> _TASK PROMPT_:
Copy out exactly every line from the line containing "Mark a point on each instance of the rider's eye" until the records below end, inclusive of both boundary lines.

> _SUPPLIED DATA_:
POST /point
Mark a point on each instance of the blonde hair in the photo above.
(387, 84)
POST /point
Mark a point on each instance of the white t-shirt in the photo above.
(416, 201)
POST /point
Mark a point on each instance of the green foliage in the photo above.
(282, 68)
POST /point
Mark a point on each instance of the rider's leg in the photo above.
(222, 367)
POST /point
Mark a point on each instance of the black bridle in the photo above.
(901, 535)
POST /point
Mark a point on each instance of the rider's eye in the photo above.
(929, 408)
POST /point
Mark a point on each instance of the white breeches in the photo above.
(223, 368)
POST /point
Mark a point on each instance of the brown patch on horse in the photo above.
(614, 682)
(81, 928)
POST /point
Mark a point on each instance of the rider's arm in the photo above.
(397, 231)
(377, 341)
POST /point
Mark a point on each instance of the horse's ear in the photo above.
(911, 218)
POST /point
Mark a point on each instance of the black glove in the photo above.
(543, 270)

> _TASK RESPONSE_:
Mark a point on each instance of the rider's eye in the photo above.
(929, 408)
POST /point
Mark a point on each instance of the white breeches in the photo above.
(223, 368)
POST /point
Mark a point on each instance of the brown patch on horse in the photo above.
(614, 682)
(81, 928)
POST /point
Mark a point on each instance of the rider's arm in the photo above.
(397, 231)
(377, 341)
POST /point
Mark a point on each instance of the horse's ear in the photo above.
(911, 218)
POST /point
Mark a point on each instance of the black glove in the photo above.
(543, 270)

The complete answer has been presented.